- [Your instructions]
Transcribe the lines starting at the one containing "[segment] terraced rice field" and ending at the one containing "58L32 45L35 107L86", both included.

Begin Data to process

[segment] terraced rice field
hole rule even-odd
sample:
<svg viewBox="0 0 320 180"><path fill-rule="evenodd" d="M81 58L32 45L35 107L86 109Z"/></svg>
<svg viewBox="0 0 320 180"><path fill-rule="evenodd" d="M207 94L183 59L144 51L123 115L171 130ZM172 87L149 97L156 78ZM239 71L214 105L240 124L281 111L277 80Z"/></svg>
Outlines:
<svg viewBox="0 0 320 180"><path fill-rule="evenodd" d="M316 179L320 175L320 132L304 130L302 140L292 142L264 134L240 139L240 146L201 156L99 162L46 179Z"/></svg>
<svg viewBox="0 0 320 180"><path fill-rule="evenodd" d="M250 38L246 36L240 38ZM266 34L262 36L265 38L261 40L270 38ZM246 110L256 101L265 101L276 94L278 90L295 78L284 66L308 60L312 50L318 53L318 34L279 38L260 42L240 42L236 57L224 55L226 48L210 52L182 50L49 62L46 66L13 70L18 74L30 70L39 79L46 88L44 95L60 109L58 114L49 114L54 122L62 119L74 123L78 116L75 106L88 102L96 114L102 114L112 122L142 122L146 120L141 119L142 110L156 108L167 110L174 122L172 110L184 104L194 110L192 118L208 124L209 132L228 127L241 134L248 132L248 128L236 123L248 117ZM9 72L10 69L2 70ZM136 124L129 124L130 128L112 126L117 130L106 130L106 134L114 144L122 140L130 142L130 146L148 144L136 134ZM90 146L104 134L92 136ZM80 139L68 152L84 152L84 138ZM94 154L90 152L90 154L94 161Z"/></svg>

End Data to process
Begin Data to process

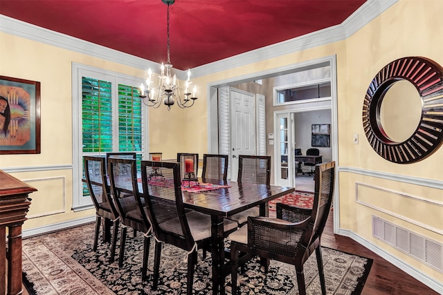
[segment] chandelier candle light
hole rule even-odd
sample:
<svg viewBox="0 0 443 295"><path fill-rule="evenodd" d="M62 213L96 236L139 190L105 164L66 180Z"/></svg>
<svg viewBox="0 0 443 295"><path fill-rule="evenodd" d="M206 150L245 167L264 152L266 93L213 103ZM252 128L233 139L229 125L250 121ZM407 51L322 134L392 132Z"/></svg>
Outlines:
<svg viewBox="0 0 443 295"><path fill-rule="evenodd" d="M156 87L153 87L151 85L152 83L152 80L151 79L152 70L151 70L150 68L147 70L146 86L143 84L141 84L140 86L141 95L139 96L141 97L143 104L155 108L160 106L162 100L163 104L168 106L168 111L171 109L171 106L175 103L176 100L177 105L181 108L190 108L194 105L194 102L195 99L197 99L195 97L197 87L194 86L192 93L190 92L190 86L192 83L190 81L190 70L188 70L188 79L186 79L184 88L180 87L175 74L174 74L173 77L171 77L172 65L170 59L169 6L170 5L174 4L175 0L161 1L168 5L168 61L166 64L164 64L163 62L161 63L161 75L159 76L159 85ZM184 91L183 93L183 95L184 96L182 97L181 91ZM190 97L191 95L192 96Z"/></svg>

End Data to process

- [Correct output]
[segment] terraced rice field
hole rule even-odd
sample:
<svg viewBox="0 0 320 180"><path fill-rule="evenodd" d="M81 58L32 45L35 107L86 109Z"/></svg>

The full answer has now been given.